== TEXT PROVIDED ==
I may write Post #1001 tomorrow.  Or next week.  And how much time will pass between Post #1001 and 1002, I don't know.  But, for now, this blog will continue.  And, I suspect, it will go on as long as I learn anything new or interesting, or am shocked by something, related not only to my own life as a woman, but to issues related to gender and sexuality.  A friend has suggested I start a political blog.  I may do that.  If I do, i will almost certainly take time and energy from this, so my posts will become less frequent.  (Unless, of course, I no longer have to work for a living!)  But, for now, and for the foreseeable future, I'll be here.  And here I am.

05 October 2012

Trans People Of Color: An Endangered Species?

The other day I commemorated the tenth anniversary of Gwen Araujo's brutal murder.

During the four years I've kept this blog, I've also written about the murders of Amanda Gonzalez-Andujar, Rita Hester, Coko Williams and Thapelo Makutle.

Apart from the fact that they were transgender women and the sheer brutality of their killings, what else did they have in common?

You might have guessed:  They are all women of color, nonwhite, or whichever term you want to use.

Reports from Interpol and other investigative agencies show that no one runs a higher risk of being a homicide victim than a transgender person.  And, in the United States at any rate, people account for a disproportionate number of the corpses in the county morgue.

I was reminded of these facts by an excellent article someone passed on to me.  In it, Kimberly McLeod reports that, according to the National Coalition of Anti-Violence programs, violence against LGBT people rose 23 percent from 2009 to 2010, with people of color and transgender women being the most common victims.  Of the LGBT people who were murdered in 2010, 70 percent were people of color and 44 percent were transgender women.

As it happens, the murders of people of color and transgenders are also the least likely to culminate with the arrest and conviction of the person(s) responsible.  In many instances, no more than a perfunctory investigation is done, if any is done at all.

What further exacerbates the dangers and inequities faced by trans people of color is that many trans people are, essentially, alone in this world:  Their friends, families, communities and employers have cut ties with them, or they had to leave those people and places to escape harassment and in the hope of escaping violence.  And, of course, killings of people of color are simply not a high priority in many police forces and communities.

== REQUIREMENT A ==
According to the National Coalition of Anti-Violence programs, as cited in the blog text, by what percentage did violence against LGBT people rise from 2009 to 2010?
== REQUIREMENT B ==
Echo a passage of the blog text word for word, starting at the words "As it happens, the" and ending after "forces and communities.".

== INFORMATION SHOWN ==
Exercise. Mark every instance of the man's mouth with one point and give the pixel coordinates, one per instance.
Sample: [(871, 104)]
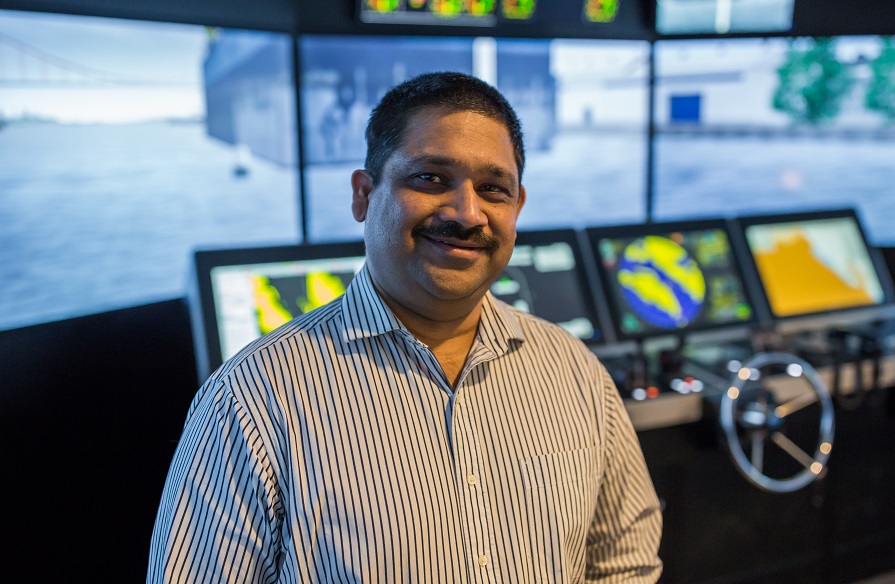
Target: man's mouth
[(462, 244)]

== ANSWER A ==
23 percent

== ANSWER B ==
As it happens, the murders of people of color and transgenders are also the least likely to culminate with the arrest and conviction of the person(s) responsible.  In many instances, no more than a perfunctory investigation is done, if any is done at all.

What further exacerbates the dangers and inequities faced by trans people of color is that many trans people are, essentially, alone in this world:  Their friends, families, communities and employers have cut ties with them, or they had to leave those people and places to escape harassment and in the hope of escaping violence.  And, of course, killings of people of color are simply not a high priority in many police forces and communities.